- [WHAT YOU ARE ASKED TO DO]
Pick up the documentation on rules for constraining synthetic data from the point where it stops, and keep writing in the same style.

- [PASSAGE PROVIDED]
────

Rules#
The classes in synthesized.common.rules
allow the user to constrain the synthetic dataset, ensuring it confirms to
pre-defined business logic, or a custom scenario. They can be used with the ConditionalSampler
to generate custom synthetic data:
In [1]: sampler = ConditionalSampler(synthesizer=...)
In [2]: df_synth = sampler.synthesize(num_rows=..., association_rules=..., generic_rules=..., expression_rules=...)
Associations#
Often, datasets may contain two columns with an important well-defined relationship. For example:
Make |
Model |
Total |
---|---|---|
Ford |
Fiesta |
372013 |
BMW |
M3 |
10342 |
BMW |
X5 |
39753 |
Volkswagen |
Polo |
87421 |
Ferrari |
California |
632 |
In the above dataset, “Make” has a one-to-many association with “Model”. In other words, certain categories in “Model”

────

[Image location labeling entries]
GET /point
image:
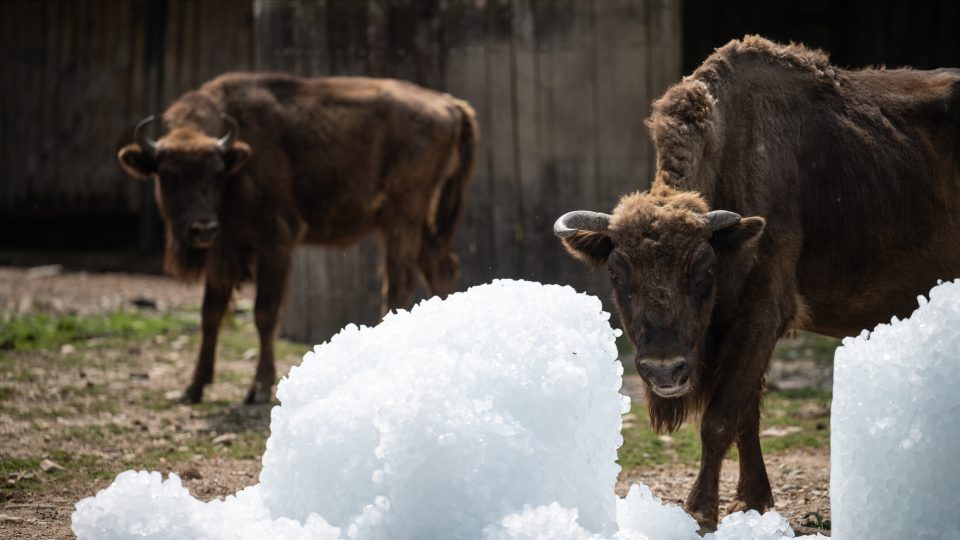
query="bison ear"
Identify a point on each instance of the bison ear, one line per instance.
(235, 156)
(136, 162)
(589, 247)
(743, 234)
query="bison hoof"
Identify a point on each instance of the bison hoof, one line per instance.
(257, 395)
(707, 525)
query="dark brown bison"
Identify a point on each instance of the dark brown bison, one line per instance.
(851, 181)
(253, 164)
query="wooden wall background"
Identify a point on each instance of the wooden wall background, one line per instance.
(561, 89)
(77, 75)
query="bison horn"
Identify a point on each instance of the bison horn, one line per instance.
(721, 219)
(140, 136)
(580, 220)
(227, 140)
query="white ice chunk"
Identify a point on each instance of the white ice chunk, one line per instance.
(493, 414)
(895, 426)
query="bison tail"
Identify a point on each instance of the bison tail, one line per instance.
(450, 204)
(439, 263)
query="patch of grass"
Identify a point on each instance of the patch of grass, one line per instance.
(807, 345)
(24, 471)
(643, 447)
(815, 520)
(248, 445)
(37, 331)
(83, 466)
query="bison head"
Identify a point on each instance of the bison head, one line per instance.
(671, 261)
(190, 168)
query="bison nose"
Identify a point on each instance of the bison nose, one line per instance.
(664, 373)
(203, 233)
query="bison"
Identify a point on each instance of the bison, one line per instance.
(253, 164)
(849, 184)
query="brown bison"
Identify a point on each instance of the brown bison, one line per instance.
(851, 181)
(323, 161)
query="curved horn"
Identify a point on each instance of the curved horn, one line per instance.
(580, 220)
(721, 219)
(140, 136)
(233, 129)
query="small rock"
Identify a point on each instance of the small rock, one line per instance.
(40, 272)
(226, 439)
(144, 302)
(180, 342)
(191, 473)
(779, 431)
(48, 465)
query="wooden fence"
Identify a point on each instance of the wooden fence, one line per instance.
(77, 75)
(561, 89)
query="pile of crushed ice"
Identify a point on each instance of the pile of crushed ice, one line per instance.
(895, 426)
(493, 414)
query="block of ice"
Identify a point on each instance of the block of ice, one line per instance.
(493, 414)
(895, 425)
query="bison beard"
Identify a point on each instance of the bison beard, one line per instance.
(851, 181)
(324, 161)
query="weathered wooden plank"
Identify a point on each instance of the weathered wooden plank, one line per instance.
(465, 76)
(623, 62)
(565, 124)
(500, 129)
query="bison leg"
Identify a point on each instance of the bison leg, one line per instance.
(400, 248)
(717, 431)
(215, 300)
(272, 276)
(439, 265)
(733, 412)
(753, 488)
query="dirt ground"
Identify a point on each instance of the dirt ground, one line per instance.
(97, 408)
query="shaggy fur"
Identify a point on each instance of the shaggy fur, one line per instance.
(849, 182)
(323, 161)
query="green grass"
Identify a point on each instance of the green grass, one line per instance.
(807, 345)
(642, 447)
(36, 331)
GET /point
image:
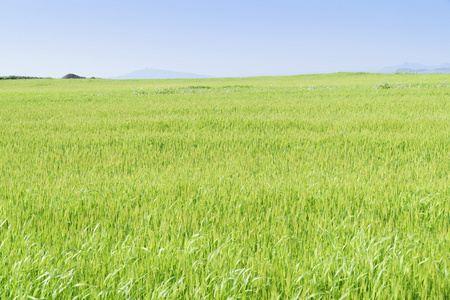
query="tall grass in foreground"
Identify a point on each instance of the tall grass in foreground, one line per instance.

────

- [WRITTEN ANSWER]
only appear with certain categories in “Make”. The HighDimSynthesizer
captures highly
detailed dataset-wide information, but as it also attempts to generalize specific row-level information, a case such as
“Polo” always appearing with “Volkswagen” isn’t strictly followed. A possible output of the synthesizer could be:
Make |
Model |
Total |
---|---|---|
BMW |
X6 |
36382 |
Ford |
Fiesta |
401877 |
BMW |
Polo |
67862 |
In this example, the HighDimSynthesizer
has generated a row with a “BMW Polo”, which is an
unrealistic combination. If capturing strict column associations such as this is important, the synthesizer can be
configured to do so by defining an Association
rule
In [3]: rule = Association.detect_association(df, df_meta, associations=["car_manufacturer", "car_model"])
In addition, sometimes empty values are correlated, e.g: if one column specifies the number of children in a family, we would expect that the names of these children to be empty if they don’t exist:
In [4]: rule = Association.detect_association(df, df_meta, associations=["NumberOfChildren"], nan_associations=["Child1Name", "Child2Name", ...])
The association class contains a class method detect_association()
that automatically detects these rules between the columns,
if some category of a column never appears with another then it can force the Synthesizer to never output those values together.
However, if a specific rule is required that isn’t present in the data the Association can be initialized on its own.
In [5]: rule = Association(binding_mask=binding_mask, associations=..., nan_association=...)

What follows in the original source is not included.